### Given problem
The output should consist solely of the line containing "In this exercise you will spot each instance of the dry" and the lines that follow it through the end of the data below.

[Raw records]
__________

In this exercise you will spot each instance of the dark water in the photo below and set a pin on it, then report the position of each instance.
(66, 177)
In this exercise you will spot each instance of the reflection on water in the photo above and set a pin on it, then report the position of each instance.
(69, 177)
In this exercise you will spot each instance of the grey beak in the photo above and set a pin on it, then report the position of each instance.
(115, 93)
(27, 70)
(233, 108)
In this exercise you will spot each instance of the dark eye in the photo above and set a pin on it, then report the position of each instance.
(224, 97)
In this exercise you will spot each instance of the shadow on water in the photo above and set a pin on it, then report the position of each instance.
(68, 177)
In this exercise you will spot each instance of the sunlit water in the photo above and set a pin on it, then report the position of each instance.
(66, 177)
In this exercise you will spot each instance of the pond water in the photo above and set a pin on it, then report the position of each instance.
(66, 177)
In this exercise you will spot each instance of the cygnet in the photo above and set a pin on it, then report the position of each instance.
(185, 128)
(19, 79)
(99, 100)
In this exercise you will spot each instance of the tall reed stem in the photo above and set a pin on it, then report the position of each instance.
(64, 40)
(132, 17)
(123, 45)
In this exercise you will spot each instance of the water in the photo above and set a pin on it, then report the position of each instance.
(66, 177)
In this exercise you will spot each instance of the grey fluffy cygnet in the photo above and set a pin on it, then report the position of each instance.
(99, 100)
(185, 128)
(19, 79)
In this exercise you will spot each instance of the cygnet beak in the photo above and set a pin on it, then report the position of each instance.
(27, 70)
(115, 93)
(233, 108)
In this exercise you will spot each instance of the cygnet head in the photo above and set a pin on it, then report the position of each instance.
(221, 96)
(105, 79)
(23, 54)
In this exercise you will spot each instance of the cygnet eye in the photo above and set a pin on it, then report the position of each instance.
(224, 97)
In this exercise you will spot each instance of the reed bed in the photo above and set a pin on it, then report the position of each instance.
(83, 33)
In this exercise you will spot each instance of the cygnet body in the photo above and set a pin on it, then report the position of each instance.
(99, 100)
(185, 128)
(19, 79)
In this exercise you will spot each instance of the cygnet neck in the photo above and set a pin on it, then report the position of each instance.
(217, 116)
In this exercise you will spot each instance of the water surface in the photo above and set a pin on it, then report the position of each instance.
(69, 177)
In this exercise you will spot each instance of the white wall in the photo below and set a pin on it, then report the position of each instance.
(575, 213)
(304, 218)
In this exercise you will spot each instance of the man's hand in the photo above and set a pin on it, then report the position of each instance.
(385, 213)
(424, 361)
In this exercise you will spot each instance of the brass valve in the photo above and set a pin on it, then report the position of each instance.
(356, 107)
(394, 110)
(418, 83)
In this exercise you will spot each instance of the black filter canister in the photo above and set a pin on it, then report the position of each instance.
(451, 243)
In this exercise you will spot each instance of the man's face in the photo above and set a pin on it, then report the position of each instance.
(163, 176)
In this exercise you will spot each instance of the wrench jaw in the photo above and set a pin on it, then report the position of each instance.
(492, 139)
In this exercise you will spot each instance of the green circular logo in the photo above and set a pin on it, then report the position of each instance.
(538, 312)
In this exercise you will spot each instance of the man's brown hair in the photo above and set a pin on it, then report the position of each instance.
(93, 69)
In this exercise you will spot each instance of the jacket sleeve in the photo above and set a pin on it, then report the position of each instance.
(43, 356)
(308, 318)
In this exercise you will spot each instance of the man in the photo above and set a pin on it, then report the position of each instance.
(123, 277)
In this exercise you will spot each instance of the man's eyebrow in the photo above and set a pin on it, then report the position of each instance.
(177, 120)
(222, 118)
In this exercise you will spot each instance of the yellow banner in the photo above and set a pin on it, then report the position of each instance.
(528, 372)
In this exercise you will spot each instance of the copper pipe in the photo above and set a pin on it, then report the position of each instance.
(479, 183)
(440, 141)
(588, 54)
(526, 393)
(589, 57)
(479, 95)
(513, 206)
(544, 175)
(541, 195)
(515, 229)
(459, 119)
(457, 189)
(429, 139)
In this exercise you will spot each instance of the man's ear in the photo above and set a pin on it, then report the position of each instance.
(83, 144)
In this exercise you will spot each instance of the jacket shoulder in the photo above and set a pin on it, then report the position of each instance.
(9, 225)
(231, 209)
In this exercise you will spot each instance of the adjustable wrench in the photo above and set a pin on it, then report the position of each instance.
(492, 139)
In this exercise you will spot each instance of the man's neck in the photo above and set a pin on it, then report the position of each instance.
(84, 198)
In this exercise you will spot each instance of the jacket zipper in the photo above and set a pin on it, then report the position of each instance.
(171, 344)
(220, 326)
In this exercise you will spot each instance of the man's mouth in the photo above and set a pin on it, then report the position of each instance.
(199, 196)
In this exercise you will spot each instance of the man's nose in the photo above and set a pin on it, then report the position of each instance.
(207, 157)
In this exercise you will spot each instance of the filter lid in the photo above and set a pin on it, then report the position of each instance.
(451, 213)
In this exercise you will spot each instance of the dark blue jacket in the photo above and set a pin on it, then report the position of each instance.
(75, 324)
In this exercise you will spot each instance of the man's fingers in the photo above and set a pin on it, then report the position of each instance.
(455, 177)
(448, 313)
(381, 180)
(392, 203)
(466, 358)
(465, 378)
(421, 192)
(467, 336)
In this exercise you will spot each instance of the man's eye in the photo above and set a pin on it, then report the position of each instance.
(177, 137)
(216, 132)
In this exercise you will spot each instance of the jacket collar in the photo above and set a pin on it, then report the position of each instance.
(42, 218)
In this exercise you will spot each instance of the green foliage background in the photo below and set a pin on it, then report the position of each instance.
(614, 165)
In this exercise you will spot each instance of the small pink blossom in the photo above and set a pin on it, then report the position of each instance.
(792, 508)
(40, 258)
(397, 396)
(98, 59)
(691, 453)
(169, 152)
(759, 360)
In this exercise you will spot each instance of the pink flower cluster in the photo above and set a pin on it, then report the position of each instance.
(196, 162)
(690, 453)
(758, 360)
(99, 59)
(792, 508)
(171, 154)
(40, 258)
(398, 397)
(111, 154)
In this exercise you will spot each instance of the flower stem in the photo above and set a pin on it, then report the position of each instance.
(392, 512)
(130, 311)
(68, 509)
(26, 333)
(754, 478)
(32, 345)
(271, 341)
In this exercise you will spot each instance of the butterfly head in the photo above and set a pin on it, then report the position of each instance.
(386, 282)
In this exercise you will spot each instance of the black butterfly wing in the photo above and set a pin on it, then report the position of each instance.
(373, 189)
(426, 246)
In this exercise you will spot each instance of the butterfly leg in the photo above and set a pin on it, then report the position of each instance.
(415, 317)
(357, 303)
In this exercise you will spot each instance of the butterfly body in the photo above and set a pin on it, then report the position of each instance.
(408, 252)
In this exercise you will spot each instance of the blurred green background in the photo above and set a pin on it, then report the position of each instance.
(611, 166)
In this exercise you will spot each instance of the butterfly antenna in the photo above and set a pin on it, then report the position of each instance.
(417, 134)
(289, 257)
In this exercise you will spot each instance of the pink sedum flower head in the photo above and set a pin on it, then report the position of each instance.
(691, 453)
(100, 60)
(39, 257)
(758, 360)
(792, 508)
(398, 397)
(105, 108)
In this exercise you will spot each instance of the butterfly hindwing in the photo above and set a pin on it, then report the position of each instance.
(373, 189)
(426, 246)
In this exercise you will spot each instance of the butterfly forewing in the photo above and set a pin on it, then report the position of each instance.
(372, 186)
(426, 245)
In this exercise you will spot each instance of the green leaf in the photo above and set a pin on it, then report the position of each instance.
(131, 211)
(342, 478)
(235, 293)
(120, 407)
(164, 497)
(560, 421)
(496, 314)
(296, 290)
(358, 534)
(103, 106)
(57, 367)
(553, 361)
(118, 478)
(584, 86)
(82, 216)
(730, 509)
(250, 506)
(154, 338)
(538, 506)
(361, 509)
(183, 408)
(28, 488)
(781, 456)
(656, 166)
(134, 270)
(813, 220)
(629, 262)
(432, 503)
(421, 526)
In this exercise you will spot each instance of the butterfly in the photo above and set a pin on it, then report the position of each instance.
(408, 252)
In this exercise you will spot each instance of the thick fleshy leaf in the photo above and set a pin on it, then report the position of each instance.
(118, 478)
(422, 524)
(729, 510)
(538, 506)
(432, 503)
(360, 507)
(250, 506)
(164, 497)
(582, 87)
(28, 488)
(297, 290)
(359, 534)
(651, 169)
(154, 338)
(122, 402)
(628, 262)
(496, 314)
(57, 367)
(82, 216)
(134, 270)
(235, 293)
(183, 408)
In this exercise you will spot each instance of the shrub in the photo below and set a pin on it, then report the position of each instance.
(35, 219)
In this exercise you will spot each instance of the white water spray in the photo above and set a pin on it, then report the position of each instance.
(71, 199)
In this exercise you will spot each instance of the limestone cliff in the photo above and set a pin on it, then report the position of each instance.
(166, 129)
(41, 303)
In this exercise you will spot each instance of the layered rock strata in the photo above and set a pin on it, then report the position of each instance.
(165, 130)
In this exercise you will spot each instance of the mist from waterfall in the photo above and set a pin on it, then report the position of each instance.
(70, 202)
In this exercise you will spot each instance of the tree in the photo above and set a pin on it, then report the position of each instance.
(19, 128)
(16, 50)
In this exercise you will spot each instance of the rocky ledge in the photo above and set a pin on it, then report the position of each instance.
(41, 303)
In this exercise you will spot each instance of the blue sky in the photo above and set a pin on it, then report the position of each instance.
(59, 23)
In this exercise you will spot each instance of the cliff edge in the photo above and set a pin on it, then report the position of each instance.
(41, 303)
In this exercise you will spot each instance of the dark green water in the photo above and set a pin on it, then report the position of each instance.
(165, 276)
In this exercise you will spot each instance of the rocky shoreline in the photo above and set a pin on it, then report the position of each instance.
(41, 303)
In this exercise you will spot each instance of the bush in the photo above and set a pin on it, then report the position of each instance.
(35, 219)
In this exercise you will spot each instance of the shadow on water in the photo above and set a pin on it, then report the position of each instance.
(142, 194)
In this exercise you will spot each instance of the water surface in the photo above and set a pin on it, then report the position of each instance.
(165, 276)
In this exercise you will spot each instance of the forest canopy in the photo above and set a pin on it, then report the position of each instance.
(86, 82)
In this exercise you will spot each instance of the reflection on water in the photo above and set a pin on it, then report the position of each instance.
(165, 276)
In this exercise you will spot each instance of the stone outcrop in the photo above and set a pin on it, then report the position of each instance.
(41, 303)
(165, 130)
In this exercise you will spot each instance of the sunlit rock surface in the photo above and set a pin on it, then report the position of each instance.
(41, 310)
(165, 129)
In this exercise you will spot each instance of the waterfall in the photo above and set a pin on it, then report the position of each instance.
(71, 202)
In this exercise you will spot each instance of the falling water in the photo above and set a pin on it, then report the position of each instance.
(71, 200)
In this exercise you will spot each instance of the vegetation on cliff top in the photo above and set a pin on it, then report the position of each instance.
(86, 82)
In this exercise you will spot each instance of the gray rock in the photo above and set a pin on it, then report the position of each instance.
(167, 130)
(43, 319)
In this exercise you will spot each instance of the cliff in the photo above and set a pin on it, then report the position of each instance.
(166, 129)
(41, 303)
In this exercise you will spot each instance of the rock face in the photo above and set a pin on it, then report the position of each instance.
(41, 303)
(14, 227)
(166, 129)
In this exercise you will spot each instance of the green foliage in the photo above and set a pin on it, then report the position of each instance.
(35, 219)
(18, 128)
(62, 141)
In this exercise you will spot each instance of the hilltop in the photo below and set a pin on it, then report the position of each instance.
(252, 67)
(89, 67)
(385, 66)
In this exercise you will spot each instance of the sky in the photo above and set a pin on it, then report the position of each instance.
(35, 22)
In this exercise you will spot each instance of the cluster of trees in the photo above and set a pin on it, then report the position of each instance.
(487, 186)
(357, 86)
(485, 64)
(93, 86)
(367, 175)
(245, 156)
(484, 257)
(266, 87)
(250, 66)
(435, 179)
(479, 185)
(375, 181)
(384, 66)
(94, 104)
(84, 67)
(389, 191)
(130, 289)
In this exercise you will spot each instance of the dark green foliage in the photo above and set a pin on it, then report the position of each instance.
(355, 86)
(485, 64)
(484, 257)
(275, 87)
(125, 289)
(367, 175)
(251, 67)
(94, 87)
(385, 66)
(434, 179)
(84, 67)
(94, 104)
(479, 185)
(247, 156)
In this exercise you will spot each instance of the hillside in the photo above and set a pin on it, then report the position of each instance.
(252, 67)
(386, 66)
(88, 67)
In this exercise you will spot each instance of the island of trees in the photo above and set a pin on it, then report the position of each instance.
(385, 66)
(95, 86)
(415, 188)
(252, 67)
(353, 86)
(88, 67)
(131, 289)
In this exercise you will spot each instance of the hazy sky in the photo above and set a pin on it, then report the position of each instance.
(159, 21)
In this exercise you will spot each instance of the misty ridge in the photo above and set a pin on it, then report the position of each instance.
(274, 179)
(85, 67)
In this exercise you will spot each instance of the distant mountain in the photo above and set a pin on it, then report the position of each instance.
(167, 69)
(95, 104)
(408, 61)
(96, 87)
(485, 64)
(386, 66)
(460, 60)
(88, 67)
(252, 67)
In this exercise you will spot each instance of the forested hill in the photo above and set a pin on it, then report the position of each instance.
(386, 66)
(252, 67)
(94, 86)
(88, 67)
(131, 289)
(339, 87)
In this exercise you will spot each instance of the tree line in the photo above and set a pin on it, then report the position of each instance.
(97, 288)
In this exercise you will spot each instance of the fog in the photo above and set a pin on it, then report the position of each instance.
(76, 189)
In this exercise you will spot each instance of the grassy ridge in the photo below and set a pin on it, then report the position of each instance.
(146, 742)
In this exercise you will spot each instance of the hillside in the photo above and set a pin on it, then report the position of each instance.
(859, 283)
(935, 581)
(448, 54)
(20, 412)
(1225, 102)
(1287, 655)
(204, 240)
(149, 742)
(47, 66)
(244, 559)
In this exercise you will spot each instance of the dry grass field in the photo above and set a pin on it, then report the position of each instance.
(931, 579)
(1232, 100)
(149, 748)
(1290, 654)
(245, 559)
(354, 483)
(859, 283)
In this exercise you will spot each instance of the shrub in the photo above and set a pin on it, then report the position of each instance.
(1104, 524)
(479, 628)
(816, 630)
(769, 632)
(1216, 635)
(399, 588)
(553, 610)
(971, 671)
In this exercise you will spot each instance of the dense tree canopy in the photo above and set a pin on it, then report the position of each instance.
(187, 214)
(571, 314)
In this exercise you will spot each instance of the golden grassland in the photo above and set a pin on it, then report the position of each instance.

__________

### Result for this task
In this exercise you will spot each instance of the dry grass field in the photo above and set a pin on it, then report the position of each instance.
(931, 579)
(1232, 100)
(149, 748)
(1290, 654)
(245, 559)
(354, 483)
(859, 283)
In this exercise you will spot each instance of the shrub in the photo above and set a pin on it, then report the position of each instance.
(1104, 524)
(479, 628)
(816, 630)
(769, 632)
(1216, 635)
(399, 588)
(553, 610)
(971, 671)
In this exercise you will spot each instance of the dense tree canopy in the photo above and set a pin on it, then report the position of each instance.
(187, 214)
(571, 314)
In this exercise you will spot each instance of the golden grassland in the photo above and set a pin on it, then report the position of each instance.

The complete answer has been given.